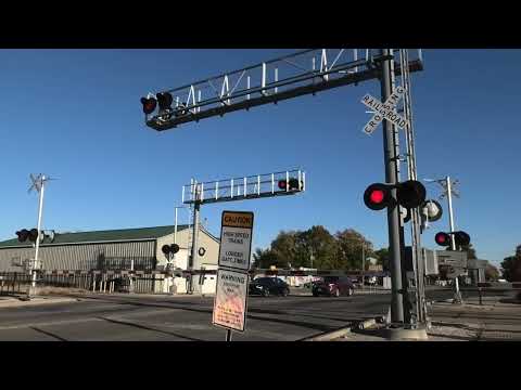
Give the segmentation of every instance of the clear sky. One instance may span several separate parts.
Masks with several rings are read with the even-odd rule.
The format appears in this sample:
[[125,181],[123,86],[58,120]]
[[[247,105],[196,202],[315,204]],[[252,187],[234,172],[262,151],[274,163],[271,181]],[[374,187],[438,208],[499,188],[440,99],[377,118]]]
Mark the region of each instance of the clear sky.
[[[143,123],[140,98],[291,53],[293,50],[1,50],[2,203],[0,238],[37,221],[29,173],[60,180],[46,190],[43,227],[88,231],[174,223],[181,185],[268,173],[307,172],[293,197],[203,206],[219,233],[225,209],[255,212],[254,247],[280,230],[353,227],[387,245],[384,211],[363,193],[383,181],[381,127],[359,103],[376,80],[205,119],[158,133]],[[420,178],[459,179],[456,227],[478,257],[501,261],[521,244],[521,51],[424,50],[412,74]],[[405,168],[405,166],[404,166]],[[429,195],[440,190],[429,185]],[[443,204],[445,206],[445,203]],[[180,222],[187,212],[180,211]],[[447,213],[423,236],[446,230]]]

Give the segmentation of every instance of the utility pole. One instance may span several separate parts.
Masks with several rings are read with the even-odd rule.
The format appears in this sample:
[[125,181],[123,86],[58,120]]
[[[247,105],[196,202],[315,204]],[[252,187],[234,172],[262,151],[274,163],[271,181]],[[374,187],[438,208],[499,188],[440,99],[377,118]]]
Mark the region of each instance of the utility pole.
[[366,284],[366,252],[364,250],[364,239],[361,240],[361,289]]
[[[447,203],[448,203],[448,223],[449,223],[449,229],[450,233],[454,233],[454,214],[453,214],[453,193],[452,193],[452,187],[450,187],[450,177],[445,178],[445,182],[447,184]],[[450,249],[456,250],[456,240],[454,239],[454,234],[450,234]],[[459,281],[458,276],[454,278],[454,300],[457,303],[461,303],[461,292],[459,291]]]
[[[193,204],[193,231],[192,231],[192,252],[190,255],[190,259],[188,262],[188,270],[192,271],[195,257],[198,253],[198,243],[199,243],[199,216],[201,211],[201,203],[198,196],[198,187],[195,186],[195,203]],[[188,292],[193,292],[193,275],[190,273],[190,281],[189,281],[189,290]]]
[[[393,62],[392,50],[381,49],[383,56],[381,62],[381,94],[382,102],[385,102],[393,92],[391,82],[391,66]],[[394,125],[387,120],[383,120],[383,153],[385,164],[385,182],[396,184],[396,145]],[[396,188],[391,190],[391,196],[396,202]],[[387,207],[387,226],[389,226],[389,249],[390,249],[390,269],[391,269],[391,324],[404,324],[404,296],[402,281],[402,250],[399,235],[399,207]]]
[[36,278],[37,278],[37,273],[36,270],[38,269],[39,262],[38,262],[38,252],[40,248],[40,236],[41,236],[41,216],[43,212],[43,193],[45,193],[45,186],[46,182],[49,180],[52,180],[51,178],[46,177],[45,174],[38,174],[37,178],[35,178],[33,174],[30,174],[30,180],[33,181],[33,185],[29,187],[29,193],[33,188],[36,188],[38,191],[38,223],[37,223],[37,231],[38,231],[38,236],[36,238],[35,243],[35,259],[31,263],[31,283],[30,287],[28,289],[27,296],[30,298],[31,292],[36,288]]
[[[38,249],[40,248],[40,230],[41,230],[41,214],[43,211],[43,191],[45,191],[45,182],[46,182],[46,177],[42,176],[40,179],[40,185],[39,188],[37,187],[39,192],[39,199],[38,199],[38,237],[36,238],[36,244],[35,244],[35,262],[33,263],[33,282],[31,282],[31,287],[36,288],[36,266],[38,264]],[[29,294],[30,295],[30,294]]]

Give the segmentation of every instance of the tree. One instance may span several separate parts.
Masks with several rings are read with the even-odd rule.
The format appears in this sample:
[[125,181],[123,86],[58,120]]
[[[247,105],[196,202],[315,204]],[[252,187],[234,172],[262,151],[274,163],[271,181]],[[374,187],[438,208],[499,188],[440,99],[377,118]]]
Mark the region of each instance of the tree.
[[255,268],[267,269],[270,265],[277,265],[278,259],[271,249],[255,249],[253,253],[253,265]]
[[462,245],[461,250],[467,252],[467,259],[469,259],[469,260],[478,259],[475,257],[475,249],[472,247],[472,244]]
[[383,271],[389,271],[389,248],[381,248],[374,251],[378,264],[382,265]]
[[305,266],[322,270],[354,270],[361,268],[365,256],[374,256],[372,244],[360,233],[347,229],[333,236],[322,225],[306,231],[281,231],[269,249],[257,248],[253,253],[257,268],[277,265]]
[[281,231],[271,242],[271,251],[276,260],[275,265],[277,265],[278,268],[287,268],[289,263],[294,265],[294,263],[298,262],[295,261],[297,258],[297,234],[298,232],[294,231]]
[[497,281],[499,278],[499,271],[496,266],[492,264],[486,264],[485,268],[485,280],[486,281]]
[[322,225],[312,226],[305,232],[301,232],[296,237],[297,261],[301,260],[304,263],[302,266],[309,266],[317,269],[336,269],[340,266],[339,259],[336,257],[338,244],[334,237]]
[[[354,229],[346,229],[336,232],[334,235],[338,242],[338,261],[342,269],[361,270],[363,255],[367,258],[374,256],[372,243]],[[368,264],[366,264],[367,266]]]
[[503,276],[508,282],[521,282],[521,245],[516,247],[516,255],[501,262]]

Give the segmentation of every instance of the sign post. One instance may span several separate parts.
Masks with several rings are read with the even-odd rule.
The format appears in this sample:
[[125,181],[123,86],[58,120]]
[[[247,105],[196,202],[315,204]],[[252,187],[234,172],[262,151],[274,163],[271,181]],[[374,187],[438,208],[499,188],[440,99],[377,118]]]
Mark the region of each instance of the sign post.
[[245,329],[252,230],[253,212],[223,211],[212,322],[227,329],[226,341]]

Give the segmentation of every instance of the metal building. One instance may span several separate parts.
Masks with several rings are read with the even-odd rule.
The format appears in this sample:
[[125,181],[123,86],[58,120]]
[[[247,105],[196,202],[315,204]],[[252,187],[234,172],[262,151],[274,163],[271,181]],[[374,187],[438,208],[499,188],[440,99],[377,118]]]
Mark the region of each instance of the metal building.
[[[175,226],[155,226],[78,233],[54,233],[40,242],[38,258],[42,271],[164,271],[167,259],[161,248],[173,244]],[[175,255],[173,268],[187,270],[190,251],[191,229],[178,225],[176,240],[180,250]],[[204,226],[200,226],[199,248],[204,255],[196,257],[193,268],[215,270],[219,253],[219,240]],[[198,248],[198,249],[199,249]],[[196,251],[199,252],[199,250]],[[35,249],[30,243],[20,243],[16,238],[0,242],[0,272],[24,272],[24,264],[34,258]],[[154,292],[186,290],[182,277],[163,277],[161,283],[150,284]],[[147,288],[145,288],[147,290]],[[213,292],[215,276],[207,275],[201,284],[194,285],[195,291]]]

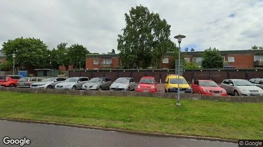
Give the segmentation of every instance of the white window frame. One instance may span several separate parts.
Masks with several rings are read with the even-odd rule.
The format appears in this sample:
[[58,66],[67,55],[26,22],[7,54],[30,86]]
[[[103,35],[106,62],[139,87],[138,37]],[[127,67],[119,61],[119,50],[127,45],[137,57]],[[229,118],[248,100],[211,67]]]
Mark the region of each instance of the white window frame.
[[228,57],[228,60],[229,62],[235,62],[235,57]]
[[101,64],[112,64],[112,58],[102,59],[102,62]]
[[163,63],[164,64],[168,64],[169,63],[169,58],[164,58],[163,59]]
[[186,57],[184,59],[187,62],[190,62],[190,58],[189,57]]
[[[95,61],[97,62],[95,62]],[[99,59],[94,59],[93,60],[93,64],[99,64]]]

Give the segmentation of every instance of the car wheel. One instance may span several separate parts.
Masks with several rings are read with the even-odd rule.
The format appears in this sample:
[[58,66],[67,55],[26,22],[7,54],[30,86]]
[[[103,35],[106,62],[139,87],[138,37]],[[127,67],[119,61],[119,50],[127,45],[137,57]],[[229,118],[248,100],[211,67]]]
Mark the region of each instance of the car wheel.
[[9,85],[9,87],[16,87],[16,85],[14,84],[11,84]]
[[238,92],[237,92],[237,91],[235,90],[234,91],[234,95],[235,95],[235,96],[239,96],[239,94],[238,94]]
[[52,85],[49,85],[47,86],[47,89],[53,89]]

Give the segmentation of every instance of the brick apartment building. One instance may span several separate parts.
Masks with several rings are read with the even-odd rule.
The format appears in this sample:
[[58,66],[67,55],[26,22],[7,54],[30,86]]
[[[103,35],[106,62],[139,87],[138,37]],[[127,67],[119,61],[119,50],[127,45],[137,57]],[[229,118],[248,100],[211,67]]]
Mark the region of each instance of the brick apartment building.
[[[184,59],[201,65],[203,51],[183,52]],[[222,50],[225,68],[251,69],[263,68],[263,50]],[[173,52],[167,52],[163,59],[162,69],[172,69]],[[88,54],[86,57],[86,69],[115,69],[118,65],[118,54]]]

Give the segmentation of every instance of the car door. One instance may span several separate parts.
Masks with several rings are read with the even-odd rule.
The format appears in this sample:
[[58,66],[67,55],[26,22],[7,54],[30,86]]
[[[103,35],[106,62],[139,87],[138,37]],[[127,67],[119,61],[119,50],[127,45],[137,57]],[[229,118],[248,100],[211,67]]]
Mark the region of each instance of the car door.
[[192,84],[192,88],[193,89],[193,93],[196,93],[196,94],[198,93],[198,82],[197,80],[195,81],[195,82],[194,82],[194,83]]
[[234,85],[234,82],[233,82],[232,80],[229,80],[229,81],[228,89],[230,93],[232,94],[234,94],[235,86]]

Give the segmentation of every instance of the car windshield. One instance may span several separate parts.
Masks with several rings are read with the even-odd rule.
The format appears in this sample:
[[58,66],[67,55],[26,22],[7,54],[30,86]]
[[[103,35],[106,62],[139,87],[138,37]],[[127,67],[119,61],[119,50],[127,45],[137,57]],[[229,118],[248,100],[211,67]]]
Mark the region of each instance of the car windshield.
[[77,77],[70,77],[64,81],[65,82],[76,82],[78,78]]
[[[170,84],[178,84],[178,78],[170,78],[169,79],[169,83]],[[187,82],[184,78],[179,78],[179,83],[185,84],[187,84]]]
[[89,82],[100,82],[102,81],[102,79],[99,77],[95,77],[92,78]]
[[200,86],[212,86],[212,87],[218,87],[216,82],[214,81],[199,81],[199,84]]
[[128,78],[119,78],[116,80],[114,83],[129,83],[130,80]]
[[54,81],[55,79],[56,79],[56,77],[49,77],[45,78],[42,80],[42,82],[52,82]]
[[234,80],[233,81],[235,86],[255,86],[247,80]]
[[28,77],[22,77],[20,78],[18,81],[19,82],[27,82],[28,81]]
[[140,80],[140,83],[153,84],[154,78],[142,78]]

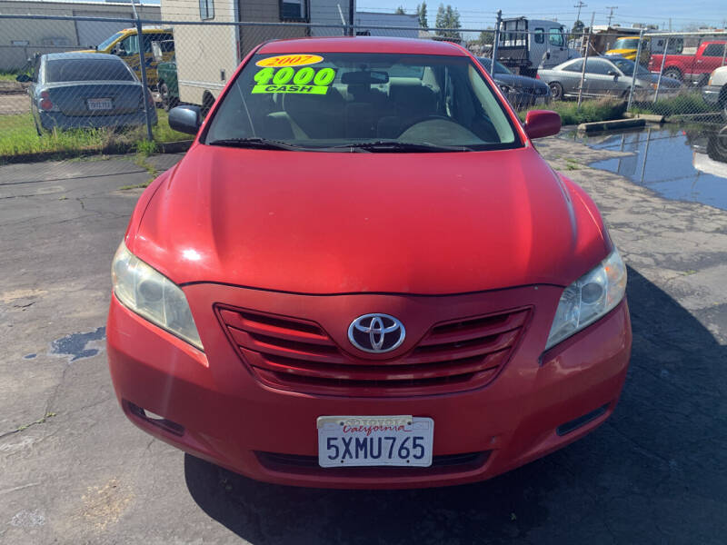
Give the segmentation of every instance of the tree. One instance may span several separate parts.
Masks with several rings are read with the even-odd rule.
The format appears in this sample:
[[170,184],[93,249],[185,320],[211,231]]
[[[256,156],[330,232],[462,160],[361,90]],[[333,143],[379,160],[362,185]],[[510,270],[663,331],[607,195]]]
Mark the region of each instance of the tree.
[[452,5],[449,4],[446,7],[444,7],[443,4],[439,5],[439,8],[437,9],[436,25],[438,29],[452,29],[437,30],[434,33],[437,36],[444,38],[445,40],[451,40],[453,42],[462,41],[462,34],[457,30],[453,30],[462,28],[462,25],[460,24],[460,12],[458,12],[456,9],[453,9]]
[[429,22],[426,20],[426,2],[416,5],[416,15],[419,15],[419,26],[429,28]]

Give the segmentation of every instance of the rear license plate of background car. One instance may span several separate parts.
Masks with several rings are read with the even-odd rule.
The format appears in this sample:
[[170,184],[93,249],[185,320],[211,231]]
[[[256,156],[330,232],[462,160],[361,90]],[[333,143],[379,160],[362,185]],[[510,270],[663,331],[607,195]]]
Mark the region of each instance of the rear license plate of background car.
[[323,468],[432,465],[431,418],[321,416],[317,426],[318,465]]
[[110,98],[89,98],[87,100],[89,110],[111,110],[114,107]]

◇ ◇ ◇ ◇

■ The exercise ■
Rewrite the lines from the start of the records through the line containing "Mark the region of each instance of the clear", inclusive, replacing "sample" with "example" and changing nothing else. Leave the pictures out of your answer.

■ Exercise output ■
Give the segmentation of every instance of the clear sky. One instance may span several separate parts.
Masks with several rings are read with the even-odd rule.
The format appears in this example:
[[125,181],[123,86],[58,120]]
[[[247,105],[196,202],[315,204]],[[252,187],[234,172],[262,151],[274,163],[271,181]],[[374,187],[438,208],[499,188],[440,99],[377,118]]]
Mark the region of each instance of the clear sky.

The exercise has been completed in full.